**Source text**:
*** Block opens ***

Boston Red Sox – No. 68
- Pitcher
- Born: January 17, 1997 (age 29) Madera, California, U.S.
- Bats: SwitchThrows: Left

Professional debut
- KBO: May 27, 2025, for the Lotte Giants
- MLB: May 5, 2026, for the Boston Red Sox

KBO statistics (through 2025 season)
- Win–loss record: 7–8
- Earned run average: 3.58
- Strikeouts: 117

MLB statistics (through September 17, 2026)
- Win–loss record: 1–0
- Earned run average: 1.21
- Strikeouts: 21
- Stats at Baseball Reference

Teams
- Lotte Giants (2025); Boston Red Sox (2026–present);

= Alec Gamboa =

American baseball player (born 1997)

Alec Durbin Gamboa (born January 17, 1997) is an American professional baseball pitcher for the Boston Red Sox of Major League Baseball (MLB). He made his MLB debut in 2026. He has previously played in the KBO League for the Lotte Giants.

==Early life==
Gamboa grew up in Madera, California, and enrolled at California State University, Fresno after high school. He subsequently underwent Tommy John surgery in 2016, and later transferred to Fresno City College, where he played college baseball.

==Professional career==
===Los Angeles Dodgers===
Gamboa was drafted by the Los Angeles Dodgers in the ninth round, with the 281st overall selection, of the 2019 Major League Baseball draft. He made his professional debut with the rookie-level Arizona League Dodgers, recording a 2.88 earned run average (ERA) with 33 strikeouts in 12 games. Gamboa did not play in a game in 2020 due to the cancellation of the minor league season because of the COVID-19 pandemic.

Gamboa returned to action in 2021 with the High-A Great Lakes Loons, logging a 4–5 win–loss record and 4.21 ERA with 71 strikeouts across 22 games; he made 30 appearances for the Double-A Tulsa Drillers during the 2022 campaign, posting an 11–4 record and 5.91 ERA with 72 strikeouts. Gamboa split the 2023 season between Tulsa and the Triple-A Oklahoma City Dodgers. In 37 appearances (three starts) for the two affiliates, he accumulated an aggregate 9–4 record and 3.66 ERA with 76 strikeouts and one save across 76 1/3 innings pitched.

Gamboa spent the 2024 campaign with the Triple-A Oklahoma City Baseball Club, where he compiled a 3–6 record and 3.30 ERA with 51 strikeouts in 73 2/3 innings pitched across 22 appearances (12 starts). He began 2025 with the Triple-A Oklahoma City Comets, posting an 0–2 record and 4.19 ERA with 12 strikeouts over eight games. Gamboa was released by the Dodgers organization on May 13, 2025, in order to pursue an opportunity in South Korea.

*** Block closes ***

**Information supplied**:

*** Block opens ***

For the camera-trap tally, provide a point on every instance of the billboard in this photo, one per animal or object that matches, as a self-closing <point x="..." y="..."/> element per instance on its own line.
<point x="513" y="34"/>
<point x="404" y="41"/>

*** Block closes ***

**Tasks**:
1. List each team, as named in the Alec Gamboa article, that Gamboa played for while in the Los Angeles Dodgers organization.
2. According to the Alec Gamboa article, in which round of the 2019 Major League Baseball draft did the Los Angeles Dodgers select Gamboa?
3. Reproduce everything in the Alec Gamboa article from "- Win–loss record: 1–0" down to "the Lotte Giants.".
The listing above comes from a different source than the Alec Gamboa article.

**Expected outputs**:
1.
Arizona League Dodgers
Great Lakes Loons
Tulsa Drillers
Oklahoma City Dodgers
Oklahoma City Baseball Club
Oklahoma City Comets

2. The ninth round.

3.
- Win–loss record: 1–0
- Earned run average: 1.21
- Strikeouts: 21
- Stats at Baseball Reference

Teams
- Lotte Giants (2025); Boston Red Sox (2026–present);

= Alec Gamboa =

American baseball player (born 1997)

Alec Durbin Gamboa (born January 17, 1997) is an American professional baseball pitcher for the Boston Red Sox of Major League Baseball (MLB). He made his MLB debut in 2026. He has previously played in the KBO League for the Lotte Giants.